(DATA FOR PROCESSING)
(begin)
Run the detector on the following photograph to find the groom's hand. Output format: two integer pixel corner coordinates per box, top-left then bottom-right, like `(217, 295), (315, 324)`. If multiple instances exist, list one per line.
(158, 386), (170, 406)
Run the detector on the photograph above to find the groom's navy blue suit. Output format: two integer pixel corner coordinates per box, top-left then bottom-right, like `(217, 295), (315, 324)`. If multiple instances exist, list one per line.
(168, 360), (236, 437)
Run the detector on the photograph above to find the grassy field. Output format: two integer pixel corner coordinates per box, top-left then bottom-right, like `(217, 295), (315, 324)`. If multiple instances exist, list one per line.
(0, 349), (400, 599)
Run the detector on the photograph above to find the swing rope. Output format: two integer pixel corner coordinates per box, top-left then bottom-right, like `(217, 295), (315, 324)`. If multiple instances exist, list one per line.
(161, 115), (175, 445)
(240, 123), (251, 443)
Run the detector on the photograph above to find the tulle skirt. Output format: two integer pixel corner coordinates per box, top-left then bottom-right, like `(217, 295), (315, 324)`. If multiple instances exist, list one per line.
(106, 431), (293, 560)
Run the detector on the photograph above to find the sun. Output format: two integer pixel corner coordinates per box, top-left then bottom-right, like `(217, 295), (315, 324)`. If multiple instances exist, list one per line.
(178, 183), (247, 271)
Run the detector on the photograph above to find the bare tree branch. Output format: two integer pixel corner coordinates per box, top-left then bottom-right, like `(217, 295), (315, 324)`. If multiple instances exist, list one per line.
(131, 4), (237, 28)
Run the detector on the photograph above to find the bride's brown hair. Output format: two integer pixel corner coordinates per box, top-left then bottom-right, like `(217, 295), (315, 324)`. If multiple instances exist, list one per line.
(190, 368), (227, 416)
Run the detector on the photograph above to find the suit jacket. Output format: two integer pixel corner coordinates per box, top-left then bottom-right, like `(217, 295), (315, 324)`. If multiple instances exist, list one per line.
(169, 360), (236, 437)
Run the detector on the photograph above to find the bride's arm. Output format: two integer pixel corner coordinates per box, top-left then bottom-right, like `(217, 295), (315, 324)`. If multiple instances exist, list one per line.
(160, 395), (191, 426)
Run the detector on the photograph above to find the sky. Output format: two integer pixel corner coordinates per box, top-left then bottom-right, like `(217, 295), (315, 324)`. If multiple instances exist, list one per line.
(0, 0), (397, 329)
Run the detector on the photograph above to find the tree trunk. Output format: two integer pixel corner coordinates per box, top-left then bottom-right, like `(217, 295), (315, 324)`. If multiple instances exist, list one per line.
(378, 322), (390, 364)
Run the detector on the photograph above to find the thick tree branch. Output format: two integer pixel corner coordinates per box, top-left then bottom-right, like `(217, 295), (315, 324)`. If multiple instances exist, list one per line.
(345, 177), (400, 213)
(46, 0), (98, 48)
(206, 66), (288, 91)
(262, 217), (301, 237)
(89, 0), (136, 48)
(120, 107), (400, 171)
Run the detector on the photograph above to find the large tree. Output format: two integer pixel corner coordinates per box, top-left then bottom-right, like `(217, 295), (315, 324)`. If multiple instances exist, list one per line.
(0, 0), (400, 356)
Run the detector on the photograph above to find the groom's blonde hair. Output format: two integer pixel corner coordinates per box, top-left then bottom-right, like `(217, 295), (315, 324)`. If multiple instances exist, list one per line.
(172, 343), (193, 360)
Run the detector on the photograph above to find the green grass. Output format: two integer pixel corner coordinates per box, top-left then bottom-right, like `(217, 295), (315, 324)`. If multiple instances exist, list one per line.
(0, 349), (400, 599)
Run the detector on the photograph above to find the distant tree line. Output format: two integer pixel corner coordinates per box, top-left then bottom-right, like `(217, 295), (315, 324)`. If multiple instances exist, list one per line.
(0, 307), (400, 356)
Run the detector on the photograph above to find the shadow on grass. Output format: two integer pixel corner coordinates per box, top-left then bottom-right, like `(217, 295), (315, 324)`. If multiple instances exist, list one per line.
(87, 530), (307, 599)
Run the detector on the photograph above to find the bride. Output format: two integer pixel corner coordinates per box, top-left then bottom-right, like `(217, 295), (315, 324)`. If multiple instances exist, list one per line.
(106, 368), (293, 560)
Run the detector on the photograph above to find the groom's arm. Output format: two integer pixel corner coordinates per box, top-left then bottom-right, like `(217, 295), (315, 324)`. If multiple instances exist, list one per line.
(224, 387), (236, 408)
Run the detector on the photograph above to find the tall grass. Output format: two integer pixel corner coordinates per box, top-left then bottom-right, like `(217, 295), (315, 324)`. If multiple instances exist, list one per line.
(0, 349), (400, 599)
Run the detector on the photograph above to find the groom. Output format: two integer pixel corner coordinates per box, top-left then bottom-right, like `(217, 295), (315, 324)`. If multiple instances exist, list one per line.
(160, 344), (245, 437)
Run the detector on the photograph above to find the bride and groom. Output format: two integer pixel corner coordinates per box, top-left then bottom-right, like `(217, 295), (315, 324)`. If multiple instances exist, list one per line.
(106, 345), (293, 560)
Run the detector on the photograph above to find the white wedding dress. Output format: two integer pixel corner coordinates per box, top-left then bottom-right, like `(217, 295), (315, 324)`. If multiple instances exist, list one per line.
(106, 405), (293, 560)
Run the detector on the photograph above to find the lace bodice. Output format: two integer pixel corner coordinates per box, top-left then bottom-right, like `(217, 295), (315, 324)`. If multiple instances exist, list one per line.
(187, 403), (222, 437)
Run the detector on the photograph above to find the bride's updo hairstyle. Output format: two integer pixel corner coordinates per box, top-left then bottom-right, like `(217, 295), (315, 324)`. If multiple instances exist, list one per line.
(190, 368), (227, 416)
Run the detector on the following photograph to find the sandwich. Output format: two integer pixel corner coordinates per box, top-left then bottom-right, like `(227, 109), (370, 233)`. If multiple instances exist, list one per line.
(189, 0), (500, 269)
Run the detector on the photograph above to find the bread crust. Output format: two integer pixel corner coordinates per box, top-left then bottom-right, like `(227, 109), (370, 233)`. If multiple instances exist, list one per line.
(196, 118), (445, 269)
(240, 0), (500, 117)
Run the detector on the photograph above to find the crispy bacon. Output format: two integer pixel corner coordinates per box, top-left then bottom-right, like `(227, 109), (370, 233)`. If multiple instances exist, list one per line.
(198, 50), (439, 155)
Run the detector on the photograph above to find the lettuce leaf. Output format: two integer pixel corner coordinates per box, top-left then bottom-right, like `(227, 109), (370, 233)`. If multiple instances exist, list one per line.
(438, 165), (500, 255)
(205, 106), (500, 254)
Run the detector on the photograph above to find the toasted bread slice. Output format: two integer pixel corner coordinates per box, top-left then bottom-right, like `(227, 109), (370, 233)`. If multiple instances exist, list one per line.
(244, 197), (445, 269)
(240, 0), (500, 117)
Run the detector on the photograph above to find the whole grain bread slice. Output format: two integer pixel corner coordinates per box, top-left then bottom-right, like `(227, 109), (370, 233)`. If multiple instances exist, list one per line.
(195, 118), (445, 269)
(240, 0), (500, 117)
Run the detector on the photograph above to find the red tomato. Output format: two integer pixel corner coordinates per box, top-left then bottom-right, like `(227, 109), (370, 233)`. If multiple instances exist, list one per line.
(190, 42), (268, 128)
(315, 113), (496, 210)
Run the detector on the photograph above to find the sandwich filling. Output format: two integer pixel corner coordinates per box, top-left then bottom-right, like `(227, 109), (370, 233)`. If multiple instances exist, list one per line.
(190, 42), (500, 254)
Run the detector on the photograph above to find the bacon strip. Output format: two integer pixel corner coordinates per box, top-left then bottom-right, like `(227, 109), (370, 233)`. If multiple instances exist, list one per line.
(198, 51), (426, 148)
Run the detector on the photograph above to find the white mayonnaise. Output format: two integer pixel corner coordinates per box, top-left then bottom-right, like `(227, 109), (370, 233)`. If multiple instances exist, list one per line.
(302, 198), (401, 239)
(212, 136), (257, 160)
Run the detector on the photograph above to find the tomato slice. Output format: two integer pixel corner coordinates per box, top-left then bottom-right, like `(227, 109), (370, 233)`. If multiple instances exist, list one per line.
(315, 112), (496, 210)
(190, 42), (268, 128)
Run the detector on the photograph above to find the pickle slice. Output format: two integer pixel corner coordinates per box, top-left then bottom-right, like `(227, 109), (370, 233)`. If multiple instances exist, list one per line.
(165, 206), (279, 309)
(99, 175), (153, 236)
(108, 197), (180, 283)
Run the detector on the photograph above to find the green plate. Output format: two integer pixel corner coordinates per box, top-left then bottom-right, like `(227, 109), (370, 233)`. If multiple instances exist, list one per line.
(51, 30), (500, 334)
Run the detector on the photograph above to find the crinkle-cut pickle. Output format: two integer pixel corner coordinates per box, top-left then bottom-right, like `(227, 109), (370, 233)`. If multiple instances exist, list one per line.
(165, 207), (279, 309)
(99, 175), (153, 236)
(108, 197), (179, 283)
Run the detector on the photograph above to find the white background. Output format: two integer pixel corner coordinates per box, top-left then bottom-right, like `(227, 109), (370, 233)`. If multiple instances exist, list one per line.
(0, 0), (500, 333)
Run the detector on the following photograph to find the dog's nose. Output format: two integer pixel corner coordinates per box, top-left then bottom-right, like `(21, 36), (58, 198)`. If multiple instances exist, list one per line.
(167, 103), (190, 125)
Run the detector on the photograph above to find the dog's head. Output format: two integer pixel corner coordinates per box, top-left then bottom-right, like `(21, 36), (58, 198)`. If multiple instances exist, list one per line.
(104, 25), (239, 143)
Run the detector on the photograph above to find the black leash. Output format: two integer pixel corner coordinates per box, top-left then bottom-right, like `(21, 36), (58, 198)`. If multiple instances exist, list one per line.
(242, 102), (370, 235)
(end)
(TASK DIRECTIONS) Reproduce the data from the line with "Run the detector on the photograph above to find the thick" up to and including the line with "(224, 387), (236, 408)", replacing "detector" with "locator" and leaving everything else as it stands.

(EXERCISE RESPONSE)
Run the locator on the photograph above to find the thick tree branch. Output format: two integer pixel corner coordinates per box, top-left then bottom-right, like `(217, 295), (315, 324)`. If multiple instances exist, list one per line.
(345, 177), (400, 213)
(46, 0), (98, 48)
(206, 66), (288, 91)
(262, 217), (301, 237)
(89, 0), (136, 48)
(120, 107), (400, 171)
Run the locator on the photograph above to find the large tree. Output format: two integer pixel corner coordinates per box, top-left then bottom-right, like `(217, 295), (315, 324)`. If multiple instances exist, list one per line.
(0, 0), (400, 356)
Run the locator on the photograph above to find the groom's blonde hair. Output format: two integer pixel corner coordinates per box, top-left then bottom-right, like `(217, 295), (315, 324)`. If multiple instances exist, list one per line.
(172, 343), (193, 360)
Run the locator on the photograph above to find the green grass. Output format: two integer pixel corner coordinates per box, top-left then bottom-right, like `(217, 295), (315, 324)`. If multiple instances exist, list one per line.
(0, 349), (400, 599)
Run the locator on the photograph above to find the distant tree line. Output format: two integer pixel corner coordinates per box, top-left then bottom-right, like `(217, 295), (315, 324)`. If multiple instances exist, list one per line.
(0, 307), (400, 356)
Run the locator on the photograph above to find the shadow on grass. Output format: two integer pixel corner coordinates per box, top-left then bottom-right, like `(217, 295), (315, 324)`. If multiple instances exist, list one per line.
(87, 530), (307, 599)
Run the locator on the photograph above to find the bride. Output format: two integer pixel corner coordinates per box, top-left then bottom-right, like `(217, 295), (315, 324)`. If multiple instances exist, list one per line.
(106, 368), (293, 560)
Run the locator on the photograph above to find the groom's arm. Output format: two integer pixel corner coordinates per box, top-left then bottom-right, like `(217, 295), (315, 324)`. If multiple instances exist, list one per line.
(224, 387), (236, 408)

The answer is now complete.